◆ What you need to do: Rewrite everything in the records below from the line containing "Would you be able to determine the whereabouts of the round" down through the end of the records, replacing "driftwood" with "fallen" and leaving everything else unchanged.

— START Excerpted data —

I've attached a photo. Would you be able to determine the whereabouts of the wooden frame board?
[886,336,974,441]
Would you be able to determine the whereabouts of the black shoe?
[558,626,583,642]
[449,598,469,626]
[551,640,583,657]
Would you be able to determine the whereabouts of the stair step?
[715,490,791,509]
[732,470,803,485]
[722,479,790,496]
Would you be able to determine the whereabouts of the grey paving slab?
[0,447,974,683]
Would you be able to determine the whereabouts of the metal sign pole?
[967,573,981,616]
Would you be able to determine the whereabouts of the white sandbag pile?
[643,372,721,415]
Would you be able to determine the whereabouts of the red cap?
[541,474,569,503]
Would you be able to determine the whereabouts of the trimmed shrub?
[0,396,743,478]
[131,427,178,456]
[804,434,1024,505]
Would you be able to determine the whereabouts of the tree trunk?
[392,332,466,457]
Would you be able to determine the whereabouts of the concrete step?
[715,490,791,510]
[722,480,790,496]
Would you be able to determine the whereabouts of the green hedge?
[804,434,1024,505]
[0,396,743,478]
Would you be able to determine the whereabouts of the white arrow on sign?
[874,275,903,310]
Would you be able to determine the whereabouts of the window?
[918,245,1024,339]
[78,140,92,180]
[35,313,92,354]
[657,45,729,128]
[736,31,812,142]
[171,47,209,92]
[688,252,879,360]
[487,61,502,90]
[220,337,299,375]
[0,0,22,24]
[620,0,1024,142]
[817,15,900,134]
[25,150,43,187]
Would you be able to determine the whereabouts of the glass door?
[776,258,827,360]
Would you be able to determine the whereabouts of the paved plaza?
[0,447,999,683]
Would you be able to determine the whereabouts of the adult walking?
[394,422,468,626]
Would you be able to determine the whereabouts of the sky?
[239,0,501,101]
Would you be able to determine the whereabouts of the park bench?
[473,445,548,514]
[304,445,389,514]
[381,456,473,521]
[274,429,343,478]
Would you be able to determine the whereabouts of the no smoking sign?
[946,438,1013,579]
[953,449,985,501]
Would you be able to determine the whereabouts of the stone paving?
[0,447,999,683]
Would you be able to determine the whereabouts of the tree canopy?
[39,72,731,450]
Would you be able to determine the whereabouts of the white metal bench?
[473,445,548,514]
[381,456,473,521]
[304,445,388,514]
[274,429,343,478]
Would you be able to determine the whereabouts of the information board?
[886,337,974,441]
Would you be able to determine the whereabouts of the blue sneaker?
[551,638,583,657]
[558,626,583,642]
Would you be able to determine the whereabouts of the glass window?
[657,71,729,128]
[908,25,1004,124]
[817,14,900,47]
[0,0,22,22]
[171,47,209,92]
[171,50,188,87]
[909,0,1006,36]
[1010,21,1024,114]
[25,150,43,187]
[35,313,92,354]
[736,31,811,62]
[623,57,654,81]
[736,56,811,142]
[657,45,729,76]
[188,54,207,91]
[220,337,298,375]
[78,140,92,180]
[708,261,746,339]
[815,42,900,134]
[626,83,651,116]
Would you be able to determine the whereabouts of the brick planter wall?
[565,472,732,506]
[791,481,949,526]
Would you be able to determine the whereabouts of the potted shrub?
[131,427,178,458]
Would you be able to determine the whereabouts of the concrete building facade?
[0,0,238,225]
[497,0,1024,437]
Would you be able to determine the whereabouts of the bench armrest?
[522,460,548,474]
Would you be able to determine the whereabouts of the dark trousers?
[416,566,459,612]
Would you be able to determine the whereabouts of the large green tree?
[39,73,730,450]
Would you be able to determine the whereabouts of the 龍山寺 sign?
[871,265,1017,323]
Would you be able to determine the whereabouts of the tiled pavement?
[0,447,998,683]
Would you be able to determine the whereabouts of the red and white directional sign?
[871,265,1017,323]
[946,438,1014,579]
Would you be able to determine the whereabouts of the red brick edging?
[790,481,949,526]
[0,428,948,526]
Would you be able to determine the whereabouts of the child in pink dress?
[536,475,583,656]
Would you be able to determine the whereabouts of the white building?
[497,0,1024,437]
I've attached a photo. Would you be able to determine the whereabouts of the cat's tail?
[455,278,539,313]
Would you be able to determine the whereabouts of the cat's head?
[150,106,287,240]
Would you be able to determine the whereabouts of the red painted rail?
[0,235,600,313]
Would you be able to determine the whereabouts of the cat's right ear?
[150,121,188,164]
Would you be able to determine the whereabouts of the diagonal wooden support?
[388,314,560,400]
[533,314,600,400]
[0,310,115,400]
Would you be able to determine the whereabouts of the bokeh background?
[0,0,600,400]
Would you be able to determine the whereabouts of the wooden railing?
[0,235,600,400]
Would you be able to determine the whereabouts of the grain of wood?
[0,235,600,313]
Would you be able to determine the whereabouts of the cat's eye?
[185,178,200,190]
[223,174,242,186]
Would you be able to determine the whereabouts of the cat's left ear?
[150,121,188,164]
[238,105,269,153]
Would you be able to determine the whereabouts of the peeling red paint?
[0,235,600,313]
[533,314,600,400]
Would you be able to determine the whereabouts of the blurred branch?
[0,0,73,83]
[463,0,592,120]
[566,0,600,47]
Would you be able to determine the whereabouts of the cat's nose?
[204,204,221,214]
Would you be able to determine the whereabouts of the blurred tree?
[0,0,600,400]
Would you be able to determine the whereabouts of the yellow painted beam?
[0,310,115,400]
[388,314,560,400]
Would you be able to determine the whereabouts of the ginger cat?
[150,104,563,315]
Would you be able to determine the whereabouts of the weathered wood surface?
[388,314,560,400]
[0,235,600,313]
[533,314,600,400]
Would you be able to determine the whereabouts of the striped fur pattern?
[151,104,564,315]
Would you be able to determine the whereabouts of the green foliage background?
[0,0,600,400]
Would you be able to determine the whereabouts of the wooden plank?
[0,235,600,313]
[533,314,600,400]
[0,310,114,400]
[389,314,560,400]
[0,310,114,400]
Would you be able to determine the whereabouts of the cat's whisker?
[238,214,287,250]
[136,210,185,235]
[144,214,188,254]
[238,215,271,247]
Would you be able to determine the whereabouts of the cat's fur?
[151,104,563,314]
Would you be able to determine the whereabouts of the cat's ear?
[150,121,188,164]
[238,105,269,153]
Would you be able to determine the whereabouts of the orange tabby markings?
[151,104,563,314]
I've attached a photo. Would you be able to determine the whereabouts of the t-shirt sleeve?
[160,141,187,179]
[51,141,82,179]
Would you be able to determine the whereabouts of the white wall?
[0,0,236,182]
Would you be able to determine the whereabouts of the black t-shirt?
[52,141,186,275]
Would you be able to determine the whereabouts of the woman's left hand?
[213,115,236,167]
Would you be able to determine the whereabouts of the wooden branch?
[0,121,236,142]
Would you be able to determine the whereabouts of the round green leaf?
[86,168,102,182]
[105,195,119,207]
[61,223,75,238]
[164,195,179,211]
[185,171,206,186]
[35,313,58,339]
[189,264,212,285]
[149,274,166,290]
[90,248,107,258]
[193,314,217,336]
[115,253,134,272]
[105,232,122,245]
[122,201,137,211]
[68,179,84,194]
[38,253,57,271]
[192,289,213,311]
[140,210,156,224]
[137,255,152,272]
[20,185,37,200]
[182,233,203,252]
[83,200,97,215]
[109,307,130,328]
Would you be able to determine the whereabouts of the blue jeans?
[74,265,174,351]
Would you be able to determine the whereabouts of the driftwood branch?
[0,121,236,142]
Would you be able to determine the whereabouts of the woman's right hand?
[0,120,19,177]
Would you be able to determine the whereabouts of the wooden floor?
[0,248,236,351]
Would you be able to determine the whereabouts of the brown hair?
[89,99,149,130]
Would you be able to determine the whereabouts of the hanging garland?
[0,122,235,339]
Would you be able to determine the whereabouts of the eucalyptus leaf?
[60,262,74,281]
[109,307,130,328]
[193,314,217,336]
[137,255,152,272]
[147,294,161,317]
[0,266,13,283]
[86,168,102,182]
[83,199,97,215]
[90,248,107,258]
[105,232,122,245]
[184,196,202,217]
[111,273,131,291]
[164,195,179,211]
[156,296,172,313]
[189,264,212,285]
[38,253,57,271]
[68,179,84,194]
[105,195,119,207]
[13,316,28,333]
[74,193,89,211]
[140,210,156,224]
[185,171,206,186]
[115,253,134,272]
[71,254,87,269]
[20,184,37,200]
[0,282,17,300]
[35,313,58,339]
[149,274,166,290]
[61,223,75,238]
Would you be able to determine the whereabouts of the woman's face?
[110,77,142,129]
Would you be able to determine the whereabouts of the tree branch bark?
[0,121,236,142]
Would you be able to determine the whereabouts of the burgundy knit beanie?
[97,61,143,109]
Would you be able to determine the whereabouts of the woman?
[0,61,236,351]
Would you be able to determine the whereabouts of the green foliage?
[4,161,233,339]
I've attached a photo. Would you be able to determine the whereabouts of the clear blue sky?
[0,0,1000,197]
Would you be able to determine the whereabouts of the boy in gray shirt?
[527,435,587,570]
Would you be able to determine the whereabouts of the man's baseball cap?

— END Excerpted data —

◆ Full output:
Would you be able to determine the whereabouts of the round green leaf?
[86,168,102,182]
[105,195,119,207]
[61,223,75,238]
[164,195,179,211]
[185,171,206,186]
[35,313,58,339]
[189,264,212,285]
[149,274,166,290]
[90,248,107,258]
[193,314,217,336]
[115,253,134,272]
[105,232,122,245]
[122,201,137,211]
[68,179,84,194]
[38,253,57,271]
[192,289,213,311]
[140,210,156,224]
[137,255,152,272]
[20,185,37,200]
[182,233,203,252]
[83,200,97,215]
[109,307,130,328]
Would you be able to determine the whereabouts of the blue jeans?
[74,265,174,351]
Would you be able to determine the whereabouts of the fallen branch?
[0,121,236,142]
Would you be able to determine the whereabouts of the woman's right hand?
[0,120,19,177]
Would you be able to determine the whereabouts of the wooden floor?
[0,248,236,351]
Would you be able to determine the whereabouts of the brown hair?
[89,99,149,130]
Would you be able to determine the whereabouts of the hanging garland?
[0,122,235,339]
Would you be able to determine the whereabouts of the eucalyptus leaf?
[60,262,74,281]
[109,307,130,328]
[193,314,217,336]
[137,255,152,272]
[147,294,161,317]
[0,266,13,283]
[86,168,102,182]
[83,199,97,215]
[90,248,107,258]
[105,232,122,245]
[184,196,202,217]
[111,273,131,291]
[164,195,179,211]
[156,296,172,313]
[189,264,212,285]
[38,253,57,271]
[68,179,84,194]
[105,195,119,207]
[13,316,28,333]
[74,193,89,211]
[140,210,156,224]
[185,171,206,186]
[115,253,134,272]
[71,254,87,269]
[20,184,37,200]
[0,282,17,300]
[35,313,58,339]
[149,274,166,290]
[61,223,75,238]
Would you be able to determine the whereabouts of the woman's face?
[110,77,142,129]
Would you be able to determine the whereabouts of the tree branch bark?
[0,121,236,142]
Would you be able to determine the whereabouts of the burgundy knit beanie?
[97,61,143,109]
Would you be able to determine the whereabouts of the woman?
[0,61,236,351]
Would you be able to determine the whereabouts of the green foliage?
[4,161,233,339]
I've attached a photo. Would you be able to determine the whereabouts of the clear blue sky?
[0,0,1000,197]
Would you be able to determine the whereabouts of the boy in gray shirt?
[527,435,587,570]
Would you be able to determine the whereabouts of the man's baseball cap?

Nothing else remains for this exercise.